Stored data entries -

****************************************

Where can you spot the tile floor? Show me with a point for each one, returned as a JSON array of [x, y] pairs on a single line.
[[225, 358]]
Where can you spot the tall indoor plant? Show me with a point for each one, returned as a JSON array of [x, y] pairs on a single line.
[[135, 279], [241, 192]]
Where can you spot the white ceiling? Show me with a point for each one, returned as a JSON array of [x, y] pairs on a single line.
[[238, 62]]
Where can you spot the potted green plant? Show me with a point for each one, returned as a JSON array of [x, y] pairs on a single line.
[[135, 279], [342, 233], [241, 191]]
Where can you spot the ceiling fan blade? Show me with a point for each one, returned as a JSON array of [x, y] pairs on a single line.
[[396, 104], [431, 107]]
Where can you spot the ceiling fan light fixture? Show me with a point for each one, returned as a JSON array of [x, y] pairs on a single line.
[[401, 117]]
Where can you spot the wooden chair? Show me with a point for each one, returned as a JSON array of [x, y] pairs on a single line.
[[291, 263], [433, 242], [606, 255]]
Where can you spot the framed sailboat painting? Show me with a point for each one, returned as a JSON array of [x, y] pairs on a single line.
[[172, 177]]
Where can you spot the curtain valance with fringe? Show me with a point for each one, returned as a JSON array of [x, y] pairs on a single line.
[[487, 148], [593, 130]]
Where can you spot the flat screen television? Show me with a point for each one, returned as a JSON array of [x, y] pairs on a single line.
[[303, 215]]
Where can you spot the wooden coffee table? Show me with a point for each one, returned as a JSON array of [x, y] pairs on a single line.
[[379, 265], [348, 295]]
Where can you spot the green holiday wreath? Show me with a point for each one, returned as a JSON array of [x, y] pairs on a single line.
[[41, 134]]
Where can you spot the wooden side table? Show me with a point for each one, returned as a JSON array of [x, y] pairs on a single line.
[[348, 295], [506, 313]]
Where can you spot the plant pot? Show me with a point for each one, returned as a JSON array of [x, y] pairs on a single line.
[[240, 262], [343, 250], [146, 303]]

****************************************

GIVEN EXERCISE -
Please retype the entries from the first line up to and including the line with "[[487, 148], [593, 130]]", keeping every line unchanged.

ANSWER IN FULL -
Where can you spot the tile floor? Show me with a point for each one, returned as a JSON array of [x, y] pairs on a single line.
[[225, 358]]
Where can you spot the tall indoor plant? Show me with a point for each one, returned as a JSON array of [x, y] pairs on a single line.
[[135, 279], [241, 192]]
Where can you spot the white ceiling? Show me with a point for each one, returned as a JSON array of [x, y] pairs on a single line.
[[238, 62]]
Where can you spot the potted green plant? Show me with a point for each one, returned as a JSON array of [x, y] pairs on a single line.
[[135, 279], [342, 233], [241, 191]]
Where can you spot the ceiling fan blade? Show me with a point for each one, returned as a JSON array of [x, y] pairs on a single line.
[[396, 104], [431, 107]]
Where can you spot the ceiling fan light fixture? Show me with a point for each one, returned as a JSON array of [x, y] pairs on a single line.
[[401, 117]]
Where can you spot the wooden chair? Show me with a point for each one, returned as a JSON array of [x, y] pairs on a single line.
[[291, 263], [433, 242], [606, 255]]
Where can you spot the framed sailboat painting? Show me with a point for each one, returned as a JSON array of [x, y] pairs on a single line.
[[172, 177]]
Where can you spot the curtain valance with fringe? Show me with a point for each one, returned as a JSON array of [x, y] pairs on a single line.
[[487, 148], [593, 130]]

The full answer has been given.